The end of ORM

Reference

A link-bait title, I'm aware, but please indulge me while I try to expose some thoughts about ORM and Eventsourcing that have recently crossed my mind. I wish to go down a theory-crafting path exploring these thoughts and I will welcome any comments on the matter.

As the sage said, stay a while and listen...

The impedance mismatch

Let's start with a bit of basic context. Most decent sized applications need to persist information so it can be retrieved later. Traditionally, this has been achieved via use ofRDBMS. More recently, NoSQL movement has promoted alternatives. But, in the end, we need a storage area for that data.

But this is not without problems. The prevalent development model is based on Object Oriented programming along relational databases. This triggers what is known as Object-relational impedance mismatch, which is a fancy way to say that they don't work well together for many reasons, some subtle and others not so.

This is not a new problem, obviously, and people have tried quite hard to provide a solution or something that eases the pain. From a developer point of view the use ofORM is intended to alleviate the problem, even if only slightly. Tools like Hibernate take care of communication with the relational layer so the developer doesn't need to spend time on it. They are not perfect, though, and the law of leaky abstractions hits hard. Anyone working with Hibernate may have found pretty inefficient queries being run by the framework, which means it is time for the developer to delve deep and tell the tool how it should be done. But this means going down to a level, the database, which resurfaces the impedance issues mentioned before.
====================
*TASK INSTRUCTIONS:* Please reproduce the whole post above about ORM, word for word.

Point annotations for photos
====================
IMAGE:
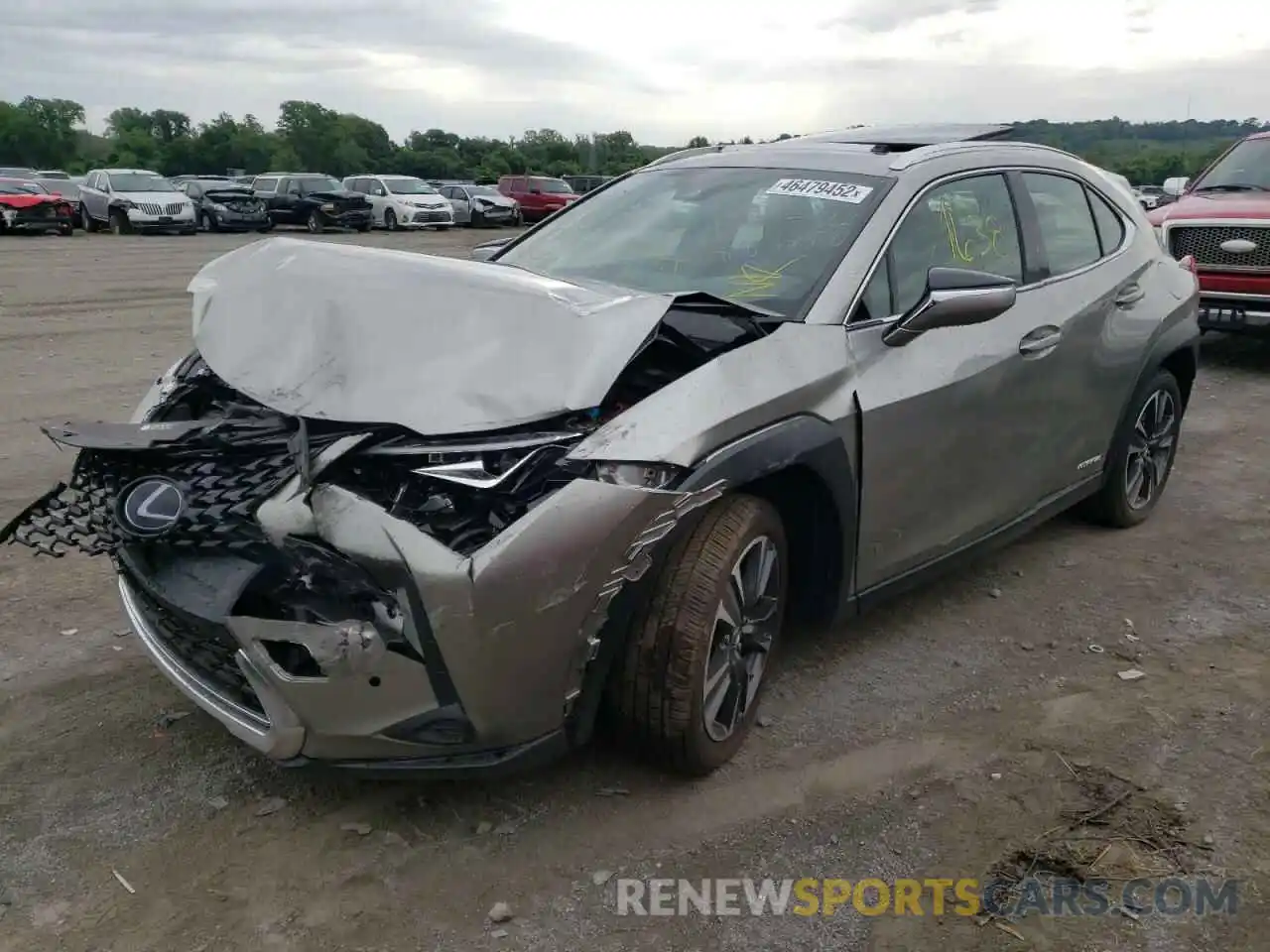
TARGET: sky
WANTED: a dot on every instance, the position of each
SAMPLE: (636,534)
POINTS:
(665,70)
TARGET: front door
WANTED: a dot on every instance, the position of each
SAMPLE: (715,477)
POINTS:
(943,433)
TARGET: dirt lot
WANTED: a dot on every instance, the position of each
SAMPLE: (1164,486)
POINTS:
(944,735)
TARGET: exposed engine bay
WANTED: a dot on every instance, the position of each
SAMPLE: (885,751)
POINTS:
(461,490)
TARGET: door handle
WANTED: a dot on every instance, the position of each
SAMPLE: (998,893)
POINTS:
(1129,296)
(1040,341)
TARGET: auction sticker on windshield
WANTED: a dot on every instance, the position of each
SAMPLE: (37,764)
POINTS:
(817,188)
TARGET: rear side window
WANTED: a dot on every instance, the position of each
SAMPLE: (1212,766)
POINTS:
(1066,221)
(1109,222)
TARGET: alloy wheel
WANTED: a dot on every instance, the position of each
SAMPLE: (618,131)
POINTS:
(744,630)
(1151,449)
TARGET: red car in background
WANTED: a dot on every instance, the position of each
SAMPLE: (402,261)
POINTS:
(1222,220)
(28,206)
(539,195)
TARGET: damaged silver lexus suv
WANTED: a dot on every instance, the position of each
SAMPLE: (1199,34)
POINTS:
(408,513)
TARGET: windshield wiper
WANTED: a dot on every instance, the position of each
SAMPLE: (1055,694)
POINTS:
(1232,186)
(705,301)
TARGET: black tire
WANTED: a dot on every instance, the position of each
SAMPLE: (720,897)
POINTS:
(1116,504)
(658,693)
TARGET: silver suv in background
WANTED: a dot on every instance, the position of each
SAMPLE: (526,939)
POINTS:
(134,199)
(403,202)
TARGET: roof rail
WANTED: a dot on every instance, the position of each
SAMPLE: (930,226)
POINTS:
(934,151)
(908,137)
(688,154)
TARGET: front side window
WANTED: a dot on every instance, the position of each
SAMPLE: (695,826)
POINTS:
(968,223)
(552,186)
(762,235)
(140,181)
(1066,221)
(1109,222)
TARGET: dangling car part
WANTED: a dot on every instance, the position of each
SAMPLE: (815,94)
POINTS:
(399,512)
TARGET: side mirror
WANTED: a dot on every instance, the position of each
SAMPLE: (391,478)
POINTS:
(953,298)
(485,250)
====================
*WORKED ANSWER:*
The end of ORM

Reference

A link-bait title, I'm aware, but please indulge me while I try to expose some thoughts about ORM and Eventsourcing that have recently crossed my mind. I wish to go down a theory-crafting path exploring these thoughts and I will welcome any comments on the matter.

As the sage said, stay a while and listen...

The impedance mismatch

Let's start with a bit of basic context. Most decent sized applications need to persist information so it can be retrieved later. Traditionally, this has been achieved via use ofRDBMS. More recently, NoSQL movement has promoted alternatives. But, in the end, we need a storage area for that data.

But this is not without problems. The prevalent development model is based on Object Oriented programming along relational databases. This triggers what is known as Object-relational impedance mismatch, which is a fancy way to say that they don't work well together for many reasons, some subtle and others not so.

This is not a new problem, obviously, and people have tried quite hard to provide a solution or something that eases the pain. From a developer point of view the use ofORM is intended to alleviate the problem, even if only slightly. Tools like Hibernate take care of communication with the relational layer so the developer doesn't need to spend time on it. They are not perfect, though, and the law of leaky abstractions hits hard. Anyone working with Hibernate may have found pretty inefficient queries being run by the framework, which means it is time for the developer to delve deep and tell the tool how it should be done. But this means going down to a level, the database, which resurfaces the impedance issues mentioned before.